**Work order 1:** Reproduce the passage on Mandy Greer's installation word for word, from "Mandy Greer creates" to "Native American traditions.".
**Work order 2:** Carry on the text about Mandy Greer's artwork, starting right after its final sentence.

**Text section:**
____________

Mandy Greer creates a site-specific spatial installation that visitors can explore through sculptural objects with a biological and phytomorphic appearance that allude to the stories and images of mythological worlds, combining shamanism and Native American traditions.
Mandy Greer’s hallmark works are comprised of soft fabrics, moody shadows and delicate lines that create distinct, interior fantasy worlds. She uses discarded domestic items and materials, like buttons, beads, and fabrics, and repurposes them with new functions and meanings.
In occasion for American Dreamers, Greer has developed an installation, Cynosura, composed of large, draped sculptural objects that make up the elements of an impressive allegorical representation. The artist creates a path between two realms that she defines as two “heavens” through a transitory dimension, which is represented by the natural world. The title of the new work refers to the name of a nymph who, according to one version of the myth, nursed Zeus who then transformed her into the brightest star in the sky. The star named Polaris, also referred to as the North Star, is a symbol of the vital principle found in nature and serves as a tool for sailors due to it’s central, permanent position in the sky. On one side of the environment is the Honey Chandelier, a sculptural object that evokes the incandescence of a luminous sun. On the other side is the Moon, which is surrounded by seven stars, the Seven Sisters, that symbolize Pleiades. In between there are figures and shapes that recall a nocturnal atmosphere. Works such as the Owl and the Raven, along with other symbols of the natural world are expressed by intricate biomorphic sculptures that represent, for example, different tree species like the lemon and olive tree.
Greer forges conglomerates of heterogenic materials to create, layer after layer, archetypal objects. They become part of a narration fuelled by the myths of primordial cultures that lived within a pantheistic dimension. Such cultures were searching for a relationship close to nature and were united by their belief in a common vital principle: the eternal succession of death and rebirth.
Greer’s work fights against the traditional borders between artist and audience, artistic process and art object. Following her own system, she often organizes open workshops in different cities, is always searching for diverse material and promotes conceptual sharing through the creation of her works. As Greer herself states: “I aim through my work to pull diverse worlds closer together, to weave connections between people who might otherwise not have the slow space to find where their lives intersect.”

____________

**Records shown:**

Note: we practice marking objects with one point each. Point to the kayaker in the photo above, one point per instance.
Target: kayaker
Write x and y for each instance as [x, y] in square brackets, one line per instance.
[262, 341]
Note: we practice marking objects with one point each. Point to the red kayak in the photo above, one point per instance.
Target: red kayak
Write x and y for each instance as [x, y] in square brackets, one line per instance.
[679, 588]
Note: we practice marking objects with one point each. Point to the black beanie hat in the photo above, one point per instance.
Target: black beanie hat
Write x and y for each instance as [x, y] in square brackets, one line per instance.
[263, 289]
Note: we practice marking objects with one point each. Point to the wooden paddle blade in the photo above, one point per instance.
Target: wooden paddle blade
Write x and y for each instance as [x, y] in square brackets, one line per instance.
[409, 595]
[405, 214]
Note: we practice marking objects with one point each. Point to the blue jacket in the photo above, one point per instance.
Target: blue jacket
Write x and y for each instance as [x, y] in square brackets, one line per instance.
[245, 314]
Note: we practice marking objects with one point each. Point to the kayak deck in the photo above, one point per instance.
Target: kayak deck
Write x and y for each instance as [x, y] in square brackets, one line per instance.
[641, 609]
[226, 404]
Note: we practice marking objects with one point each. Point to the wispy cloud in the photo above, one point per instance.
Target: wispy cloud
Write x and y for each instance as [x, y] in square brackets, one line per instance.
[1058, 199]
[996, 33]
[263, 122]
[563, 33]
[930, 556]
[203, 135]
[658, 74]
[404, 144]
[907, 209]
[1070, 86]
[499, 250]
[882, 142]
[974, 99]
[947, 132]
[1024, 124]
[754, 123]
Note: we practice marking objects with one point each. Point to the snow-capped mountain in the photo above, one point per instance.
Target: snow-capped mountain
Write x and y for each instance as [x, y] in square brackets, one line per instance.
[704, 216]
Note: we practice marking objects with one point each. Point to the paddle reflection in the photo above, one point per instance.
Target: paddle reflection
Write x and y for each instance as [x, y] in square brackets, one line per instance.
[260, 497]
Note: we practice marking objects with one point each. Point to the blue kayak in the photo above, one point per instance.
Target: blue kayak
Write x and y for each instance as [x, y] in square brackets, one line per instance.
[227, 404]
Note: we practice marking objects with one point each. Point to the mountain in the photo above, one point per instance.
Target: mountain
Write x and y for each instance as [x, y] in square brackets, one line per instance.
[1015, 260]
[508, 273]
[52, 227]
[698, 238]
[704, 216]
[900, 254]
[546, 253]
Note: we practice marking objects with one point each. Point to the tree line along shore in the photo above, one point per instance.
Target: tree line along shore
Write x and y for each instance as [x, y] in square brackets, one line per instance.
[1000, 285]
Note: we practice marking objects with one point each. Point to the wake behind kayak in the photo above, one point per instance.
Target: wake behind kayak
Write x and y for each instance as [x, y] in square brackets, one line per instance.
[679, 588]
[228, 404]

____________

**Task output 1:**
Mandy Greer creates a site-specific spatial installation that visitors can explore through sculptural objects with a biological and phytomorphic appearance that allude to the stories and images of mythological worlds, combining shamanism and Native American traditions.

**Task output 2:**
Mandy Greer (1973; lives and works in Seattle, WA) creates theatrical spaces through installations, performances, films and pictures. She joins together different fields like fairytales, myths and traditional stories and reconnects them to everyday life, inquiring the sensuality of life itself – which is shown through the sensitivity of the material the artist uses for her works. In 1996 she graduated at the University of Georgia, Athens, and in 1999 she earned her MFA at the University of Washington, Seattle. In 2006, Mandy completed a permanent installation in the Rem Koolhaas-designed Seattle Central Library and had a room-sized installation at the Bumbershoot Arts Festival supported by a City Artists Grant. In 2008, Mandy had her first solo museum show at the Bellevue Arts Museum, debuting Dare alla Luce, supported by an Artist Trust GAP grant. Recent solo exhibitions include: (2009) Dare alla luce, Museum of Contemporary Craft, Portland, OR; (2010) Zuster Sweostor Systir, Ohge Ltd. Gallery, Seattle, WA; (2011) Honey and Lightening, Roq La Rue Gallery, Seattle, WA. Recent collective exhibitions include: (2009) Aqua Art Miami-Wynwood (with MyArtSpace.com Gallery), Paolo Alto, CA and Miami, FL; 5280, Columbia City Gallery, Seattle; (2010) Unravelling Tradition, 516 Arts, Albuquerque, NM; (2011) Seattle As Collector, Seattle Art Museum, Seattle, WA; Degenerate Art Ensemble, Frye Art Museum, Seattle, WA.